#### [Excerpted text]
Simulation Data Driven Time-Frequency Fusion 1D Convolutional Neural Network with Multiscale Attention for Bearing Fault Diagnosis

Abstract This paper presents a bearing fault diagnosis model based on a simulated data-driven time-domain and frequency-domain feature fusion using a one-dimensional convolutional neural network (1D CNN). The proposed simulation data driven time and frequency feature fusion
1D CNN with Multi-Scale attention (TFF-MSA) model aims to accurately classify bearing faults in strong noise environments by training with simulated data from bearing dynamic models. Traditional 1D CNN-based bearing fault diagnosis models often focused on either time-domain signals or frequency-domain spectra. The proposed model incorporates a parallel 1D CNN structure that simultaneously extracts features from both the time and frequency domains. These multi-domain features are then fused to capture comprehensive information from the bearing vibration signals. Specifically, to enhance the extraction of time-domain features, we introduce the Pyramid Attention Module (PAM) to mine multi-scale features. Meanwhile, in the frequency-domain feature extraction, a specific fault feature frequency weighting method, allowing the proposed model to extract specific fault-related frequencies from the signals, is also proposed. Experimental results demonstrate that the proposed model which is only driven by simulated signals from dynamic model achieves an average diagnostic accuracy of 94%.

#### [Information provided]

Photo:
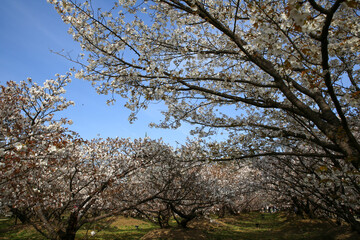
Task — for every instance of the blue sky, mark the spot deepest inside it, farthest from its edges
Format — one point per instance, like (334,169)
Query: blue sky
(30,29)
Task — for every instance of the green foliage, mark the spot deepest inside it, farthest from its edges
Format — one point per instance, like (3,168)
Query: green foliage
(245,226)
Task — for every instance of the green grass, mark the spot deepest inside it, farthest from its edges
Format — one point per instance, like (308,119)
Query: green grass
(245,226)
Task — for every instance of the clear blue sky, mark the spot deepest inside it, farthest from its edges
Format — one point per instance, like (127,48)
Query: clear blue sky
(29,30)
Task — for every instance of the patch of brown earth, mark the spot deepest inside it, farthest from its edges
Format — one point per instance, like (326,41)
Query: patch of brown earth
(124,221)
(175,234)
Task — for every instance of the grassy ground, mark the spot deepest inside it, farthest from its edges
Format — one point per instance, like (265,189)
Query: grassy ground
(245,226)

#### [What needs to be done]
Answer from the bearing fault diagnosis abstract:
1. What module is introduced to mine multi-scale time-domain features?
2. What is the model trained with?
3. What average diagnostic accuracy does the model achieve?
Rely only on the bearing fault diagnosis abstract, not on the listing.

#### [Problem solution]
1. The Pyramid Attention Module (PAM).
2. Simulated data from bearing dynamic models.
3. 94%.